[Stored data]
━━━━━━━━━━━━━━━━━━━━

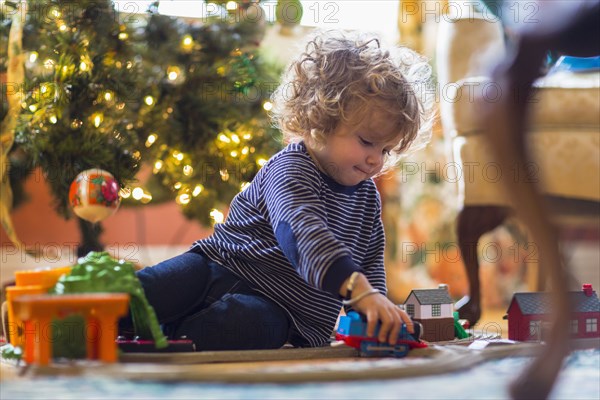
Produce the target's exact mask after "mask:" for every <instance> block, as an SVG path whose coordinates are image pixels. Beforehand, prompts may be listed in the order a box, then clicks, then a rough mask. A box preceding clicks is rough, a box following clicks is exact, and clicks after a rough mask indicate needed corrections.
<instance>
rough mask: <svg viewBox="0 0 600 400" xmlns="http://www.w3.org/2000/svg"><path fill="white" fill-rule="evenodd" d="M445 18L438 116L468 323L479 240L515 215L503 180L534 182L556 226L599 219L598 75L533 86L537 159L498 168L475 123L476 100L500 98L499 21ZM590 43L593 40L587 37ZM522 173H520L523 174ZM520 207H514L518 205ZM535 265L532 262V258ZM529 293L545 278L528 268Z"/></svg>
mask: <svg viewBox="0 0 600 400" xmlns="http://www.w3.org/2000/svg"><path fill="white" fill-rule="evenodd" d="M463 14H464V15H463V16H457V17H450V16H445V17H444V18H442V20H441V22H440V27H439V31H438V44H437V45H438V47H437V57H436V59H437V60H436V62H437V68H438V82H439V88H440V95H441V97H440V99H441V100H440V114H441V119H442V125H443V129H444V135H445V138H446V141H447V144H448V149H449V152H450V153H451V154H452V160H453V162H454V163H455V164H453V165H455V166H457V168H456V171H457V175H456V176H455V178H456V179H455V180H456V181H457V182H458V188H457V189H458V194H459V201H460V202H461V205H462V209H461V211H460V213H459V216H458V221H457V237H458V242H459V243H458V245H459V247H460V249H461V253H462V257H463V261H464V263H465V267H466V269H467V276H468V278H469V290H470V300H469V302H468V303H466V305H465V306H463V307H462V308H461V309H460V310H459V313H460V315H461V318H466V319H468V320H470V321H471V323H472V324H473V323H475V322H477V320H478V319H479V317H480V293H479V291H480V287H479V260H478V256H477V254H478V253H477V244H478V242H479V240H480V238H481V236H482V235H483V234H484V233H486V232H488V231H491V230H493V229H495V228H496V227H498V226H499V225H500V224H502V223H503V222H504V221H505V219H506V218H507V217H508V216H510V215H511V214H512V210H514V207H515V205H513V204H510V203H509V200H508V196H507V195H506V192H505V190H504V184H503V180H505V179H529V180H533V181H534V182H536V183H539V187H540V188H541V189H542V191H543V192H544V193H545V194H546V195H547V201H548V202H547V205H546V206H548V207H549V208H550V209H551V210H552V211H553V213H554V215H556V223H558V224H576V225H581V224H595V226H596V227H598V224H599V214H600V72H598V71H595V72H589V73H582V74H574V73H566V72H561V73H557V74H550V75H547V76H545V77H543V78H541V79H540V80H538V81H537V82H536V83H535V86H536V89H537V90H536V93H535V95H534V96H533V98H531V99H530V100H529V101H531V102H532V107H531V108H532V110H533V113H532V118H531V120H530V123H529V132H530V133H529V135H528V146H529V148H530V149H531V152H532V153H533V154H534V156H535V158H534V159H535V161H534V162H532V163H531V165H529V166H528V169H529V174H526V175H527V176H519V174H517V169H516V168H515V169H514V170H509V171H506V170H501V169H500V168H499V167H498V164H497V163H495V161H494V159H493V158H492V156H491V152H490V148H489V145H488V143H487V141H486V138H485V132H484V131H483V127H482V125H481V123H480V121H479V116H480V115H481V110H480V109H479V107H480V106H479V105H478V104H480V103H478V102H477V101H476V99H477V98H480V97H487V99H488V101H493V99H494V98H495V96H501V95H502V93H499V91H498V86H496V85H495V84H494V82H493V81H492V80H491V79H490V78H489V76H490V72H491V70H490V68H491V67H493V65H494V64H495V63H496V62H497V61H498V60H500V59H501V58H502V57H504V55H505V43H504V34H503V30H502V26H501V24H500V22H499V21H498V20H497V19H491V18H489V16H488V17H484V16H483V15H480V14H476V13H473V12H465V13H463ZM590 40H593V39H590ZM521 175H523V174H521ZM516 206H518V205H516ZM532 256H533V257H532V260H530V261H535V259H537V257H535V254H534V253H532ZM528 276H529V278H528V284H529V286H530V289H531V290H538V289H539V288H540V285H543V279H542V276H543V274H540V273H539V272H538V269H537V267H536V266H535V264H528Z"/></svg>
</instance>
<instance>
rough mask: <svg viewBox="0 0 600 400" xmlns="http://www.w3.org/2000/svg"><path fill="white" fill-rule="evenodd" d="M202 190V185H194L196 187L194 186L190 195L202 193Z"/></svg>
mask: <svg viewBox="0 0 600 400" xmlns="http://www.w3.org/2000/svg"><path fill="white" fill-rule="evenodd" d="M203 190H204V186H202V185H196V187H195V188H194V191H193V192H192V196H194V197H196V196H198V195H199V194H200V193H202V191H203Z"/></svg>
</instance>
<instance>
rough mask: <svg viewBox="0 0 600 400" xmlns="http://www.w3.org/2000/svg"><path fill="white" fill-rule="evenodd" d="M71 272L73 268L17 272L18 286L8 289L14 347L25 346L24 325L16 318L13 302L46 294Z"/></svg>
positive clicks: (62, 267)
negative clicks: (22, 332) (23, 336)
mask: <svg viewBox="0 0 600 400" xmlns="http://www.w3.org/2000/svg"><path fill="white" fill-rule="evenodd" d="M69 272H71V267H61V268H44V269H35V270H30V271H17V272H15V283H16V286H9V287H7V288H6V302H7V304H8V322H9V323H8V339H9V342H10V344H12V345H13V346H23V343H24V340H23V334H22V331H23V328H24V325H25V324H24V323H23V321H21V320H20V319H19V318H17V317H16V316H15V313H14V309H13V301H14V300H15V299H18V298H19V297H21V296H26V295H32V294H44V293H47V292H48V290H50V289H51V288H53V287H54V285H56V282H57V281H58V279H59V278H60V277H61V276H62V275H64V274H68V273H69Z"/></svg>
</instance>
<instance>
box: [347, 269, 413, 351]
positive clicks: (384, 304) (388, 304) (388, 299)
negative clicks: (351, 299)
mask: <svg viewBox="0 0 600 400" xmlns="http://www.w3.org/2000/svg"><path fill="white" fill-rule="evenodd" d="M371 289H373V287H372V286H371V284H370V283H369V281H368V280H367V278H366V277H365V276H364V275H362V274H361V275H360V276H359V277H358V278H357V282H356V286H355V289H354V291H353V292H352V297H356V296H358V295H360V294H361V293H364V292H366V291H369V290H371ZM352 307H353V308H354V309H355V310H356V311H358V312H360V313H362V314H364V315H365V316H366V317H367V335H368V336H369V337H372V336H373V335H374V333H375V326H376V325H377V322H378V321H381V327H380V329H379V337H378V340H379V341H380V342H388V343H389V344H390V345H395V344H396V339H397V338H398V335H399V333H400V329H401V328H402V324H403V323H404V324H406V328H407V330H408V332H410V333H414V325H413V322H412V320H411V319H410V317H409V316H408V314H407V313H406V312H405V311H404V310H402V309H400V307H398V306H397V305H395V304H394V303H392V302H391V301H390V300H389V299H388V298H387V297H385V296H384V295H382V294H381V293H376V294H373V295H370V296H367V297H364V298H363V299H361V300H359V301H358V302H356V303H354V304H353V305H352Z"/></svg>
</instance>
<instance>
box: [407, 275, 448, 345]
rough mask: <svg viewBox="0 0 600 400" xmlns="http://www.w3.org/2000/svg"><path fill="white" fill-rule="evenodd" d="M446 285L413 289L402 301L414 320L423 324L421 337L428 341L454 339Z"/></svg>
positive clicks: (412, 318) (408, 311)
mask: <svg viewBox="0 0 600 400" xmlns="http://www.w3.org/2000/svg"><path fill="white" fill-rule="evenodd" d="M452 304H453V303H452V299H451V298H450V294H449V293H448V286H447V285H440V286H439V287H438V288H437V289H414V290H412V291H411V292H410V294H409V295H408V297H407V298H406V301H405V302H404V309H405V310H406V312H407V313H408V315H410V316H411V318H412V319H413V320H414V321H417V322H420V323H421V325H423V336H422V338H423V339H424V340H426V341H428V342H439V341H444V340H452V339H454V316H453V311H454V309H453V305H452Z"/></svg>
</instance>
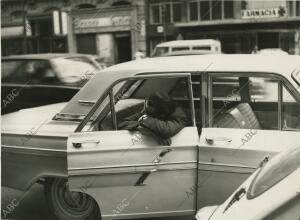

━━━━━━━━━━━━━━━━━━━━

Return the lines from the one containing "box: [407, 275, 448, 345]" through the last line of the records, both included, exactly as written and with no pictures.

box: [407, 275, 448, 345]
rough mask: <svg viewBox="0 0 600 400" xmlns="http://www.w3.org/2000/svg"><path fill="white" fill-rule="evenodd" d="M446 285L413 289L402 301L414 320L423 324L421 337L428 341L454 339Z"/></svg>
positive clicks: (412, 318) (408, 311)
mask: <svg viewBox="0 0 600 400" xmlns="http://www.w3.org/2000/svg"><path fill="white" fill-rule="evenodd" d="M452 304H453V303H452V299H451V298H450V294H449V293H448V286H447V285H440V286H439V287H438V288H437V289H414V290H412V291H411V292H410V294H409V295H408V297H407V298H406V301H405V302H404V309H405V310H406V312H407V313H408V315H410V316H411V318H412V319H413V320H414V321H417V322H420V323H421V325H423V336H422V338H423V339H424V340H426V341H428V342H439V341H444V340H452V339H454V316H453V311H454V309H453V305H452Z"/></svg>
</instance>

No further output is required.